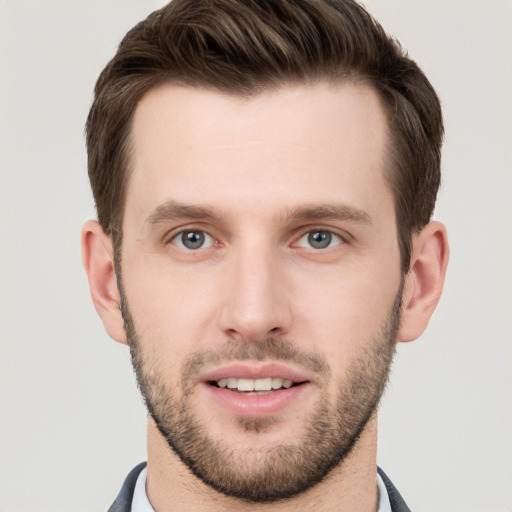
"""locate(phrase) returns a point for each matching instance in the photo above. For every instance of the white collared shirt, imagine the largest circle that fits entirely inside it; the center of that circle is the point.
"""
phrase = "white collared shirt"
(140, 502)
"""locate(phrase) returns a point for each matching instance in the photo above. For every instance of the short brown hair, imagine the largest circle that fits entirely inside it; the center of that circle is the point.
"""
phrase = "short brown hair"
(242, 47)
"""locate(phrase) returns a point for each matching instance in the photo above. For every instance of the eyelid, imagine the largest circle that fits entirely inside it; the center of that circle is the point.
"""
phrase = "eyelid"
(175, 235)
(342, 238)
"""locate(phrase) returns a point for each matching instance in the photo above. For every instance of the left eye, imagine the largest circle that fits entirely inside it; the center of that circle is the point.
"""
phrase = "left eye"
(319, 240)
(192, 240)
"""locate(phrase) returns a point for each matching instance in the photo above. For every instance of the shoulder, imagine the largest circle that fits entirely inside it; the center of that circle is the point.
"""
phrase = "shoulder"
(123, 502)
(397, 502)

:::

§ DIRECTIONS
Transcribe all of the entries above word for word, leaving out the pictures.

§ RESPONSE
"""locate(phrase) returns a point for each matching instance in the photo above. For every instance of the white collared shirt, imagine the largest circle that fits entirely inside it; the center of that circle is the point.
"""
phrase = "white collared shirt"
(140, 502)
"""locate(phrase) returns a point for each matching instance in the photo above. For every instance of the short brown hair, imagine the largest circle that fits entirely inside it; the center of that circle is the point.
"""
phrase = "short brown hair"
(242, 47)
"""locate(phrase) returns a point for each matching instance in the photo above. For every instance of the eyelid, imagine the largest circle that fits entirely inside it; the center of that circle is the point.
"""
phrase = "eyelid"
(175, 235)
(342, 238)
"""locate(phrase) returns a point for each matching instance in the photo above. For every instance of the left eye, imagine the largest circle that fits entirely inside it; the center of that circle is the point.
"""
phrase = "left eye"
(319, 240)
(192, 240)
"""locate(phrase) returns a point for each matching instance in the photo above. For every instance of the shoulder, imagine the largest circle that fits entirely inside it; the center of that circle is the point.
"""
phrase = "shoulder"
(123, 502)
(397, 502)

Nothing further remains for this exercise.